##### Material for this exercise

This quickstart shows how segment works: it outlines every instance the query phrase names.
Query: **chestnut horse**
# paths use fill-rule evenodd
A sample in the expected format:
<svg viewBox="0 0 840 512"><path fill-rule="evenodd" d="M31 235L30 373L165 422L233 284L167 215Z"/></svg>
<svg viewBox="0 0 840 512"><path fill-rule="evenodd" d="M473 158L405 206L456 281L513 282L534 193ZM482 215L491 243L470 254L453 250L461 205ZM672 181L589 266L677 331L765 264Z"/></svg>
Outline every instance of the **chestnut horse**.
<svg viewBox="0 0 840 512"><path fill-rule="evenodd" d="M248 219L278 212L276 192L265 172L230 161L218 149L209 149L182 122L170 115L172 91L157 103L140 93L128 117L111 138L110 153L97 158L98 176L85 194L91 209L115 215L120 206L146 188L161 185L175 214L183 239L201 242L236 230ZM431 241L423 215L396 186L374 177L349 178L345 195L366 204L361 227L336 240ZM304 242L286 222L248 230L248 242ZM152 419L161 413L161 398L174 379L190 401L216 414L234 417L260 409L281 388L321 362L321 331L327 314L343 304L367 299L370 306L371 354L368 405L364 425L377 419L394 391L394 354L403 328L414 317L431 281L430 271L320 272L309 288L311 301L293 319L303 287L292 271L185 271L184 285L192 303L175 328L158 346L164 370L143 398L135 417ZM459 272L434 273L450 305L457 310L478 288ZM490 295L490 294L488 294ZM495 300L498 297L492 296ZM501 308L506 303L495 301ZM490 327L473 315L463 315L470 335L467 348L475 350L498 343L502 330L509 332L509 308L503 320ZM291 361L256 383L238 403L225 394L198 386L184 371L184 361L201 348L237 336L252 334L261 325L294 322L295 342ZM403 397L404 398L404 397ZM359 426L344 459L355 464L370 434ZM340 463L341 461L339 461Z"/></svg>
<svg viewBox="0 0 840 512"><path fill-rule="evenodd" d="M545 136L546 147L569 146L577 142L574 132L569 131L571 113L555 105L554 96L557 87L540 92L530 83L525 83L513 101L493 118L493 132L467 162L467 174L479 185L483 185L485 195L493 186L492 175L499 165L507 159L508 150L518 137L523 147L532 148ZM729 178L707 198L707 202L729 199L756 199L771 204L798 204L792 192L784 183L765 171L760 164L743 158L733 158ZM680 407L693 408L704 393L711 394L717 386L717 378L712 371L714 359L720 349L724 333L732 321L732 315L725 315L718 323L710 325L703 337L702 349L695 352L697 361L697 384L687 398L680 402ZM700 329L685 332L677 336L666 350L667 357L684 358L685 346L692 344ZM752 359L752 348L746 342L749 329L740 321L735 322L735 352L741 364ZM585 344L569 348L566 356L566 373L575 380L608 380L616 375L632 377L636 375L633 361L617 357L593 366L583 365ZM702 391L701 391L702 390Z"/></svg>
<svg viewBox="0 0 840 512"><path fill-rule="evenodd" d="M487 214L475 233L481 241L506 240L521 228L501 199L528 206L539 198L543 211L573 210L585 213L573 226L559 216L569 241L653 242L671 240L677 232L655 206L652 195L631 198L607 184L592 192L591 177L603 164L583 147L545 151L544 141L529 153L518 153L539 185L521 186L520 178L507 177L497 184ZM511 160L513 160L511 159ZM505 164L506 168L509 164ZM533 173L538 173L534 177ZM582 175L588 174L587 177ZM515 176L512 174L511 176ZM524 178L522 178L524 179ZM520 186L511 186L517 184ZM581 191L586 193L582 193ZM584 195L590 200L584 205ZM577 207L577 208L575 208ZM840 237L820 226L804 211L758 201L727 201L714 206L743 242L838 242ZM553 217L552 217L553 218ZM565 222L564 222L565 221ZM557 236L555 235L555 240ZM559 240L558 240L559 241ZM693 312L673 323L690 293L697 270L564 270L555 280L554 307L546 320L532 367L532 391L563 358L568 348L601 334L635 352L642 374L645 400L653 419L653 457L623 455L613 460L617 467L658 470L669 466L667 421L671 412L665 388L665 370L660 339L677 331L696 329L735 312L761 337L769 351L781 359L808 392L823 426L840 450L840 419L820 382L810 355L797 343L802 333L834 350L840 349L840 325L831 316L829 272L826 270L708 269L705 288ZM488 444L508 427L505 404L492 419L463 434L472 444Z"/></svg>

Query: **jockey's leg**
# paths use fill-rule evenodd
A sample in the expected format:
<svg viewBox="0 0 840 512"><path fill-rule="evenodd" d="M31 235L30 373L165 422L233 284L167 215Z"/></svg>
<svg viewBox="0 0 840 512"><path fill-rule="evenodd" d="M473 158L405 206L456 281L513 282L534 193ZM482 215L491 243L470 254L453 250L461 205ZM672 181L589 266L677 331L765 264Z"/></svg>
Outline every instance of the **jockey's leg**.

##########

* **Assigned task**
Word for word, write out all of the entries again.

* **Response to this exercise**
This quickstart shows how segment works: it outlines every instance the query phrase names.
Query: **chestnut horse**
# paths use fill-rule evenodd
A sample in the expected format:
<svg viewBox="0 0 840 512"><path fill-rule="evenodd" d="M31 235L30 373L165 422L233 284L167 215Z"/></svg>
<svg viewBox="0 0 840 512"><path fill-rule="evenodd" d="M473 158L405 206L456 281L513 282L534 193ZM482 215L491 243L470 254L453 250L461 205ZM672 181L589 266L677 331L765 264Z"/></svg>
Outline every instance of the **chestnut horse**.
<svg viewBox="0 0 840 512"><path fill-rule="evenodd" d="M248 219L278 212L276 192L265 172L230 161L218 149L209 149L182 122L170 115L172 91L157 103L140 93L128 117L111 138L110 153L97 158L98 176L85 194L91 209L115 215L120 206L146 188L161 185L175 214L183 239L201 242L236 230ZM431 241L423 215L396 186L374 177L349 178L345 195L366 204L361 227L336 240ZM304 242L286 222L248 230L248 242ZM152 419L161 413L161 398L174 379L190 401L216 414L234 417L260 409L281 388L321 362L321 331L327 314L343 304L367 299L370 306L371 354L368 405L364 425L377 419L394 391L394 354L403 328L414 317L431 281L430 271L320 272L309 288L311 301L293 319L303 287L292 271L185 271L184 285L192 303L175 328L158 346L164 370L143 398L135 417ZM459 272L434 273L450 305L457 310L478 288ZM490 295L490 294L488 294ZM495 300L498 297L492 296ZM501 308L506 303L495 301ZM490 327L473 315L463 315L470 335L467 348L475 350L498 343L502 330L509 332L509 308L503 320ZM291 361L256 383L238 403L225 394L198 386L184 371L184 361L201 348L237 336L252 334L261 325L294 322L295 342ZM403 397L404 398L404 397ZM359 426L344 459L355 464L370 434ZM340 463L341 461L339 461Z"/></svg>
<svg viewBox="0 0 840 512"><path fill-rule="evenodd" d="M545 136L546 147L569 146L577 142L574 132L569 131L571 113L555 105L554 96L557 87L540 92L530 83L525 83L513 101L493 118L493 132L467 162L467 174L479 185L483 185L485 195L493 186L492 175L499 165L507 159L508 150L518 137L523 147L532 148ZM729 178L707 198L707 202L729 199L756 199L771 204L798 204L792 192L784 183L765 171L760 164L743 158L733 158ZM680 407L693 408L704 393L711 394L717 386L717 378L712 371L714 359L720 349L724 333L732 321L732 315L725 315L718 323L710 325L703 337L702 349L695 352L697 361L697 384L687 398L680 402ZM700 329L685 332L677 336L666 350L667 357L684 358L685 346L692 344ZM752 359L752 348L746 342L749 329L740 321L735 322L735 352L741 364ZM585 344L569 348L566 356L566 373L575 380L608 380L616 375L632 377L636 375L633 361L617 357L593 366L583 365ZM702 391L701 391L702 390Z"/></svg>
<svg viewBox="0 0 840 512"><path fill-rule="evenodd" d="M487 214L475 233L481 241L506 240L521 228L501 199L528 206L539 198L543 211L573 210L585 213L573 226L559 216L569 241L653 242L671 240L677 232L655 206L652 195L631 198L607 184L592 192L591 177L603 164L583 147L545 151L544 141L529 153L518 153L539 185L521 186L520 178L507 177L497 184ZM511 160L513 160L511 159ZM505 164L506 168L509 164ZM533 173L538 173L534 177ZM582 175L588 174L587 177ZM515 176L512 174L511 176ZM524 178L522 178L524 179ZM520 186L511 186L517 184ZM581 191L586 193L582 193ZM584 195L590 200L584 205ZM577 207L577 208L575 208ZM840 237L820 226L804 211L758 201L727 201L714 206L743 242L838 242ZM553 217L552 217L553 218ZM565 222L564 222L565 221ZM557 236L555 235L555 240ZM559 240L558 240L559 241ZM693 312L673 323L690 293L697 270L564 270L555 280L554 307L546 320L532 367L532 391L563 358L568 348L601 334L635 352L642 374L645 400L653 419L653 457L623 455L613 460L617 467L658 470L669 466L667 421L671 412L665 388L665 370L660 339L677 331L696 329L735 312L761 337L769 351L781 359L808 392L823 426L840 450L840 419L820 382L810 355L797 343L802 333L834 350L840 349L840 325L831 316L829 272L826 270L708 269L705 288ZM488 444L508 427L505 404L492 419L463 434L472 444Z"/></svg>

Query: **jockey's leg**
# paths use fill-rule evenodd
A sample in the expected format:
<svg viewBox="0 0 840 512"><path fill-rule="evenodd" d="M31 235L30 373L165 422L233 284L167 215Z"/></svg>
<svg viewBox="0 0 840 512"><path fill-rule="evenodd" d="M473 158L405 206L456 281L513 282L534 193ZM482 215L491 243L470 254L453 250L461 205ZM672 181L589 266L677 331L765 264Z"/></svg>
Outline every instance of the **jockey's leg**.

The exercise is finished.